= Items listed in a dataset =
#####

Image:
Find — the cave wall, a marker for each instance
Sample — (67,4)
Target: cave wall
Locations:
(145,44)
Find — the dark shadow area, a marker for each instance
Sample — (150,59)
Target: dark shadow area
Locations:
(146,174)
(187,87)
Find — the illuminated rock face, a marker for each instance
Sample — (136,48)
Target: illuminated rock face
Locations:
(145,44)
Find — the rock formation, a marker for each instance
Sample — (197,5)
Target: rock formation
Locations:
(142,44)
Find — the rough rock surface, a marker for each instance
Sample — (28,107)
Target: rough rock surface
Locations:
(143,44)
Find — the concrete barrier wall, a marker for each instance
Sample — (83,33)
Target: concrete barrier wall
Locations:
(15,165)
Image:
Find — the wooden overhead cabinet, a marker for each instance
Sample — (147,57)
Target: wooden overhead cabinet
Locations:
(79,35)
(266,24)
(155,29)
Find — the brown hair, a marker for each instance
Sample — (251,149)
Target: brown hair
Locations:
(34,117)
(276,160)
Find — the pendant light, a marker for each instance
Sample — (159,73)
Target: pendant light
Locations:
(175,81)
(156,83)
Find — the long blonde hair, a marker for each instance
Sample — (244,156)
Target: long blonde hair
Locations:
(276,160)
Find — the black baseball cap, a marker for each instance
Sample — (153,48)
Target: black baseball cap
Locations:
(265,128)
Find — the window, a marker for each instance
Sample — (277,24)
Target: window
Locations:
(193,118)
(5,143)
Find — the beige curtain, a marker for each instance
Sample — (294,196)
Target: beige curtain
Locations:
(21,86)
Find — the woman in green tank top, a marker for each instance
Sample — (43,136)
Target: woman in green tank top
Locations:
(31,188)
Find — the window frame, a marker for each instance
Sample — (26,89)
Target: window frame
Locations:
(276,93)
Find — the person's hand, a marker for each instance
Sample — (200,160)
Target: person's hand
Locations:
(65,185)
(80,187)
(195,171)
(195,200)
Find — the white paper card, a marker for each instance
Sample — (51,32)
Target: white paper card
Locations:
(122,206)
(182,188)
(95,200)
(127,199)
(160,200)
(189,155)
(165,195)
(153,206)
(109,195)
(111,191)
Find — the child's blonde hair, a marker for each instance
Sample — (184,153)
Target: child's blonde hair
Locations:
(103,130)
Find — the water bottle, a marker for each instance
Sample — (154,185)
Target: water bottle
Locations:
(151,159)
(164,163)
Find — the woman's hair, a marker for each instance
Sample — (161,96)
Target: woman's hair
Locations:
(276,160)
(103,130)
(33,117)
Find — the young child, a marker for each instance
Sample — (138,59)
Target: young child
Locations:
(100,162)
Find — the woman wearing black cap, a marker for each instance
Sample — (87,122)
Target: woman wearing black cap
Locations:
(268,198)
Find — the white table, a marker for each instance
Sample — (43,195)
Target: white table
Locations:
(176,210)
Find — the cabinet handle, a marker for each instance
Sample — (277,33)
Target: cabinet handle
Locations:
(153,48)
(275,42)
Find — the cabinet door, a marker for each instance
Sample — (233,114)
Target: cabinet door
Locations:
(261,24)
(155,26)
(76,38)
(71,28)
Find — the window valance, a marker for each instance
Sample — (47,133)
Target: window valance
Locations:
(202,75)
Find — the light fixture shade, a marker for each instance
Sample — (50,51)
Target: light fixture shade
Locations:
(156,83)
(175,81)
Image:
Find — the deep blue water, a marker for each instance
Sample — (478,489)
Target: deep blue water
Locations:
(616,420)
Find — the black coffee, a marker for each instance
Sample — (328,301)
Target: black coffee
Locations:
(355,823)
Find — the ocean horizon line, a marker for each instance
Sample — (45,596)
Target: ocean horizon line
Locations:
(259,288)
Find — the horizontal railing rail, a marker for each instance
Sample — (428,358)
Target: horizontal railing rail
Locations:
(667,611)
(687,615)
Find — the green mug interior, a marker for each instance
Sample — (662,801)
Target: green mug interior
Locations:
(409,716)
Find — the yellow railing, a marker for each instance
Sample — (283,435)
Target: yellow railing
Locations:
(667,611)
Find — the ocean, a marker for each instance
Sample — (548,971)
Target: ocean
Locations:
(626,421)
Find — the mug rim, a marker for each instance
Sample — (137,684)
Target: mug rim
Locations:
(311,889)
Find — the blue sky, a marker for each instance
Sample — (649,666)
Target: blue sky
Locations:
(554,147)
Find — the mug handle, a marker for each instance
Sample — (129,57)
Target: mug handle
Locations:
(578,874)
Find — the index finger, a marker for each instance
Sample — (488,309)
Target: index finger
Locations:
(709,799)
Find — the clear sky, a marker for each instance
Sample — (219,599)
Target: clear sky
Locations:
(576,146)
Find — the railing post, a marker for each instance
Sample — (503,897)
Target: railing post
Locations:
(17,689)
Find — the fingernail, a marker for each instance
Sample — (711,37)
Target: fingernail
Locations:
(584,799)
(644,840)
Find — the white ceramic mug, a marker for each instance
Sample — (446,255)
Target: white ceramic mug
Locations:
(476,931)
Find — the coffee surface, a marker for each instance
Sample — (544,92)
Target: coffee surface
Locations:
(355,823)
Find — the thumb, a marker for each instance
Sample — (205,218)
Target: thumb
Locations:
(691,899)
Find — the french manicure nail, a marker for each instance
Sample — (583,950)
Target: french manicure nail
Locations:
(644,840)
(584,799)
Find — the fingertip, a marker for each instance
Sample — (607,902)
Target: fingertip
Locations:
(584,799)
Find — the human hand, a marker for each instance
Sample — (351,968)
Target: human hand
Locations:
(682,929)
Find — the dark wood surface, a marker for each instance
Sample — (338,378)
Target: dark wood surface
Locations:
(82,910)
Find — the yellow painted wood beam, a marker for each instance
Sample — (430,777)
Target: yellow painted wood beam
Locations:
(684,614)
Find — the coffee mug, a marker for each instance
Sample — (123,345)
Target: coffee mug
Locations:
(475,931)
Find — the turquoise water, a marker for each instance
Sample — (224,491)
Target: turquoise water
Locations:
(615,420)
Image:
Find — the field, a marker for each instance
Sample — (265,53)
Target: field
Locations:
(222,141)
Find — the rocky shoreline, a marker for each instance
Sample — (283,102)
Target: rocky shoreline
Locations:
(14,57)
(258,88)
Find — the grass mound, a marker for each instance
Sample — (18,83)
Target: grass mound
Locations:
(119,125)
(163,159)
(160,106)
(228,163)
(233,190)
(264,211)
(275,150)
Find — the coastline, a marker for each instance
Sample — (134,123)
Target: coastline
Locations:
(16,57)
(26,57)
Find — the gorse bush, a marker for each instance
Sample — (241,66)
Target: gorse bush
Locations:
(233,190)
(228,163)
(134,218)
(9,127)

#####

= WHAT YOU NEED TO DO =
Output exactly the lines from the one containing "Find — the turquoise" through the last line of the entries, both ends included.

= CORRECT OUTPUT =
Find — the turquoise water, a marker for each instance
Sample — (224,491)
Target: turquoise water
Locations:
(615,420)
Image:
Find — the field, a marker for each instance
Sample — (265,53)
Target: field
Locations:
(222,141)
Find — the rocky shoreline, a marker for each instance
Sample — (283,102)
Target: rocky shoreline
Locations:
(14,57)
(258,88)
Find — the grass mound, a marker for each instance
Sample — (18,83)
Target: grass mound
Locations:
(119,125)
(163,159)
(160,106)
(228,163)
(233,190)
(264,211)
(275,150)
Find — the coastline, a marker for each instance
Sample — (134,123)
Target: coastline
Locations:
(16,57)
(26,57)
Find — the gorse bush, a marker for each instance
Sample — (241,66)
Target: gorse bush
Locations:
(233,190)
(228,163)
(134,218)
(9,127)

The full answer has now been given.